** TASK TO CARRY OUT **
Reproduce all of the records below with every instance of "Target" swapped for "Object", changing nothing else.

** DATASET CONTENT **
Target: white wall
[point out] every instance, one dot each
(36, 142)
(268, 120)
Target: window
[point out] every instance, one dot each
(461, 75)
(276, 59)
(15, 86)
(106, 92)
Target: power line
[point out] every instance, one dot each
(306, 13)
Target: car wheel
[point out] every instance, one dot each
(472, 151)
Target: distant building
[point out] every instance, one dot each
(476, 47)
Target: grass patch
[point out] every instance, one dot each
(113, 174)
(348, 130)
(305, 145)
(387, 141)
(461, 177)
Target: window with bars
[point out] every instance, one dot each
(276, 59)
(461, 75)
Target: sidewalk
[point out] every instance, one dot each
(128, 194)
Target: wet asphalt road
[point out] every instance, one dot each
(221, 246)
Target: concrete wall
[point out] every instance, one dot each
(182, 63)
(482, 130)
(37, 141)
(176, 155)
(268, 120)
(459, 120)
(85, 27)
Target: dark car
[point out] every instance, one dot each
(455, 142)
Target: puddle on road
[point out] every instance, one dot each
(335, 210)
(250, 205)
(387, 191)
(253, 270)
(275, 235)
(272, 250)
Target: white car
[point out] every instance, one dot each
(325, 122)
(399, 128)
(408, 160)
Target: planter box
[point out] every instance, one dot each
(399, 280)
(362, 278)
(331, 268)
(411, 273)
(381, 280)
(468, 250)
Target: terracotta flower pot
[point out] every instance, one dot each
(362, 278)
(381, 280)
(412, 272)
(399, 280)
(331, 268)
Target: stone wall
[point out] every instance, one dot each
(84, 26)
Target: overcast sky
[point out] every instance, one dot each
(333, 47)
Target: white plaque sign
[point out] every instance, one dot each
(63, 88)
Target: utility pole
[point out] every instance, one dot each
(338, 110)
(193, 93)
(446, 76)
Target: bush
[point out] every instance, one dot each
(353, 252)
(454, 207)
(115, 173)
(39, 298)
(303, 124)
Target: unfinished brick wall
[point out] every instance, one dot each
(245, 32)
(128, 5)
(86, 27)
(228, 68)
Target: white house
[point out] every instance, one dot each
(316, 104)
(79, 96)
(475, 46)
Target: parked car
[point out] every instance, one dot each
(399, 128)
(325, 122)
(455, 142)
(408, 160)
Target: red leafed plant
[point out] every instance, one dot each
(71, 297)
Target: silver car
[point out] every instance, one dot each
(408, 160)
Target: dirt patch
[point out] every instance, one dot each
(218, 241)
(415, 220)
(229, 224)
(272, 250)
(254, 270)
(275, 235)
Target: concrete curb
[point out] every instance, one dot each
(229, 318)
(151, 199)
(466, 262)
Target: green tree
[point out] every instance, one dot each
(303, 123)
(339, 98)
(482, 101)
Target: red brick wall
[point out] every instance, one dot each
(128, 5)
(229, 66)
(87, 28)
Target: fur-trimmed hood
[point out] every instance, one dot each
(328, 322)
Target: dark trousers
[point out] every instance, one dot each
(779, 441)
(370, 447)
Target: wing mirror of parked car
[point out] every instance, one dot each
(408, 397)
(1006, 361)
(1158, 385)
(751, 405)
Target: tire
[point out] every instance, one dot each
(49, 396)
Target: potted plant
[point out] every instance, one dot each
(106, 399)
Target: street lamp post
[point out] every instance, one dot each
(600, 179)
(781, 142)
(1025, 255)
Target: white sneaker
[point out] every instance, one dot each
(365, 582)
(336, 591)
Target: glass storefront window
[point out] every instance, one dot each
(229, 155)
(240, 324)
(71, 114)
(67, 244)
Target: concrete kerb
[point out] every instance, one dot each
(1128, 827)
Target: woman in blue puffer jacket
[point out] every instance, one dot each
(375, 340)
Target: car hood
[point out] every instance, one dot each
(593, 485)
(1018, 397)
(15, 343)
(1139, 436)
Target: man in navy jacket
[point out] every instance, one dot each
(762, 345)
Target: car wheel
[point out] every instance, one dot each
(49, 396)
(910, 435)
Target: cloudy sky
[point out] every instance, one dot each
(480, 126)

** ANSWER TO THIS TASK **
Object: white wall
[point out] every instance, one dot each
(36, 142)
(268, 120)
Object: window
[point out] every instance, one dot each
(461, 75)
(276, 59)
(15, 86)
(106, 92)
Object: power line
[point out] every instance, one dot each
(306, 13)
Object: car wheel
[point out] every instance, one dot each
(472, 151)
Object: distant building
[point out] every instance, one dot each
(476, 47)
Object: grass patch
[point out] every instance, one dot each
(113, 174)
(348, 130)
(305, 145)
(387, 141)
(461, 177)
Object: window with bars
[point out] every instance, one dot each
(276, 59)
(461, 75)
Object: sidewalk
[point out] every instance, one dot each
(128, 194)
Object: wet asphalt road
[point out] every instance, one dot each
(221, 246)
Object: concrete wall
[point out] every instance, one dot each
(182, 63)
(482, 130)
(37, 141)
(176, 155)
(268, 120)
(459, 120)
(85, 27)
Object: dark car
[point out] every instance, one dot each
(455, 142)
Object: puddle on road
[point out] every instance, one dot each
(335, 210)
(250, 205)
(387, 191)
(253, 270)
(275, 235)
(272, 250)
Object: white car
[point out] every instance, one dot each
(325, 122)
(399, 128)
(408, 160)
Object: planter box
[point out] every instance, one dot each
(399, 280)
(362, 278)
(331, 268)
(411, 273)
(381, 280)
(468, 250)
Object: terracotta flower pot
[point out] every instance, one dot each
(362, 278)
(381, 280)
(412, 272)
(399, 280)
(331, 268)
Object: stone wall
[point out] every instance, one dot each
(84, 26)
Object: overcast sky
[point out] every instance, one dot each
(333, 47)
Object: white plaque sign
[point out] every instance, one dot each
(63, 88)
Object: utility pole
[point out] every instance, one dot each
(338, 110)
(193, 93)
(446, 76)
Object: bush
[point out] every instance, one dot each
(353, 252)
(454, 207)
(115, 173)
(39, 298)
(303, 124)
Object: unfinished brick wall
[point out] every instance, one dot each
(245, 32)
(128, 5)
(86, 27)
(228, 68)
Object: white house
[point out] every instance, one dot each
(316, 104)
(79, 96)
(475, 46)
Object: parked car
[point out] every instance, one dot each
(399, 128)
(325, 122)
(455, 142)
(408, 160)
Object: red leafed plant
[point out] every instance, one dot each
(71, 297)
Object: silver car
[point out] every instance, one dot each
(408, 160)
Object: dirt patch
[point out] every instance, one dot each
(218, 241)
(415, 220)
(229, 224)
(272, 250)
(254, 270)
(275, 235)
Object: concrete curb
[point out] every instance, one dot each
(229, 318)
(151, 199)
(466, 262)
Object: green tree
[point out] every instance, one dot each
(303, 123)
(339, 98)
(482, 101)
Object: red brick wall
[point out] every instance, one dot each
(128, 5)
(229, 66)
(87, 28)
Object: fur-trimmed hood
[point out] every instance, one dot each
(328, 322)
Object: dark trousers
[point out] every instance, one dot each
(779, 441)
(370, 447)
Object: wing mirror of parked car
[point out] every instance, one dot each
(408, 397)
(1006, 361)
(1158, 385)
(751, 405)
Object: tire
[point out] every instance, one dot each
(49, 396)
Object: potted plant
[point out] every instance, one dot each
(106, 399)
Object: street lamp post
[point out] every instance, one dot each
(600, 179)
(781, 142)
(1025, 255)
Object: white sneaker
[point out] every instance, one dot each
(365, 582)
(336, 591)
Object: glass storefront window
[point out] every instance, one dot each
(229, 155)
(240, 324)
(71, 114)
(67, 244)
Object: concrete kerb
[point out] every instance, one dot each
(1128, 827)
Object: woman in blue puffer jacket
[point out] every instance, one dot each
(375, 340)
Object: car hood
[point out] every instance, one dot each
(593, 485)
(1018, 397)
(15, 343)
(1139, 436)
Object: man in navy jacket
[point out] every instance, one dot each
(762, 345)
Object: car wheel
[point out] every instance, one dot each
(49, 396)
(910, 435)
Object: cloudy sky
[point out] every instance, one dot each
(480, 126)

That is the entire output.